Output the entries exactly.

*** Provided records ***

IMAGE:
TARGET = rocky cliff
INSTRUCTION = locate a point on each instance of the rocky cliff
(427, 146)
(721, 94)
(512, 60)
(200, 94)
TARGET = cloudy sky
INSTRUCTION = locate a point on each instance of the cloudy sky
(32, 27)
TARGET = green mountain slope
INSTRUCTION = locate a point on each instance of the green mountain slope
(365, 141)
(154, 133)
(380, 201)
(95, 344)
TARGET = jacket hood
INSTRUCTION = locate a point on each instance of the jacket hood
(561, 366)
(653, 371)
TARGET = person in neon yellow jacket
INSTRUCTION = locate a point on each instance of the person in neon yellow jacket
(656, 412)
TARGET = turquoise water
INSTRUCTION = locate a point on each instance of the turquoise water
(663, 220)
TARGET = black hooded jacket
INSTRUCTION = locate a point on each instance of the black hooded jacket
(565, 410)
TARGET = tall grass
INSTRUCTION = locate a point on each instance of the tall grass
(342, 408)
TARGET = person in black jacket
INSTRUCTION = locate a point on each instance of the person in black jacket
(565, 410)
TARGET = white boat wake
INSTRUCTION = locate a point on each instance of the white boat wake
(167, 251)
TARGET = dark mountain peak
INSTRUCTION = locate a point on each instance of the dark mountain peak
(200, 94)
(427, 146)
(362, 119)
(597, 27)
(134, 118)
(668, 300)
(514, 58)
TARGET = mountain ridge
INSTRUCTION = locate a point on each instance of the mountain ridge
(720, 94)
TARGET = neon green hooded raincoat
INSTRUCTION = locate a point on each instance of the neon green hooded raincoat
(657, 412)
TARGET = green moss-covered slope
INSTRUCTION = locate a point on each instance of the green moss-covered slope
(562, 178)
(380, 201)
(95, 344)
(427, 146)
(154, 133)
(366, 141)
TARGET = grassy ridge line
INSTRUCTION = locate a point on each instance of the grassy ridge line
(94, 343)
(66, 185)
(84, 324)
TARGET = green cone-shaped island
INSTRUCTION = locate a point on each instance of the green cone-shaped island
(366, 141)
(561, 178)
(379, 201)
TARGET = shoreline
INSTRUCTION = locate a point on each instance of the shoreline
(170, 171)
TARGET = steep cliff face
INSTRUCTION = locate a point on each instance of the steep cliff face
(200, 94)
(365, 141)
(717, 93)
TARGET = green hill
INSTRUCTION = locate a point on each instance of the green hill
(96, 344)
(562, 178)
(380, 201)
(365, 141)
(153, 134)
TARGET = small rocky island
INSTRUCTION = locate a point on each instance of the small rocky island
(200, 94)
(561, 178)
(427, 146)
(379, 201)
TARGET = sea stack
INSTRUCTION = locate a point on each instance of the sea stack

***

_Output of the task_
IMAGE:
TARGET = rocky cliff
INSTRUCTION = locate a point on each instance of the rocky cliff
(427, 146)
(721, 94)
(512, 60)
(200, 94)
TARGET = cloudy sky
INSTRUCTION = locate a point on each instance of the cloudy sky
(32, 27)
TARGET = green mountain slope
INSTRUCTION = locate a point on each instance of the green mountain slope
(365, 141)
(154, 133)
(380, 201)
(95, 344)
TARGET = jacket hood
INSTRUCTION = locate a point on each instance of the jacket hood
(561, 366)
(653, 371)
TARGET = person in neon yellow jacket
INSTRUCTION = locate a point on each instance of the person in neon yellow jacket
(656, 412)
TARGET = turquoise water
INSTRUCTION = locate a point on each instance of the turquoise water
(663, 220)
TARGET = black hooded jacket
INSTRUCTION = locate a point on each instance of the black hooded jacket
(565, 410)
TARGET = tall grass
INSTRUCTION = locate a point on each instance of the tall grass
(342, 408)
TARGET = person in black jacket
INSTRUCTION = locate a point on each instance of the person in black jacket
(565, 410)
TARGET = white boat wake
INSTRUCTION = locate a point on each instance of the white boat wake
(167, 251)
TARGET = dark mountain peak
INSTRUCTION = locate a point on each instance of the dark mountain peak
(200, 94)
(427, 146)
(362, 119)
(597, 27)
(134, 118)
(668, 300)
(514, 58)
TARGET = mountain ridge
INSTRUCTION = locate a point on each instance of the mountain ridge
(720, 94)
TARGET = neon green hooded raincoat
INSTRUCTION = locate a point on each instance of the neon green hooded raincoat
(657, 412)
TARGET = green moss-covered slope
INSTRUCTION = locate a point on each instance of the green moss-covered slope
(562, 178)
(380, 201)
(95, 344)
(427, 146)
(154, 133)
(366, 141)
TARGET = grassy ridge line
INSTRUCTION = locate a point on each instance of the grassy ridge line
(94, 343)
(66, 185)
(84, 324)
TARGET = green cone-shaped island
INSTRUCTION = locate a point on each instance of the green cone-shaped island
(366, 141)
(561, 178)
(379, 201)
TARGET = shoreline
INSTRUCTION = locate a point on each instance of the shoreline
(170, 171)
TARGET = steep cliff face
INSTRUCTION = locate a point on each instance of the steep cliff face
(200, 94)
(365, 141)
(717, 93)
TARGET = green hill
INSTRUCTION = locate a point on each instance of the green hill
(96, 344)
(562, 178)
(380, 201)
(365, 141)
(153, 134)
TARGET = small rocky island
INSTRUCTION = locate a point on each instance of the small rocky island
(200, 94)
(561, 178)
(427, 146)
(379, 201)
TARGET = sea stack
INSTRUCTION = locate a point on each instance of the sea stack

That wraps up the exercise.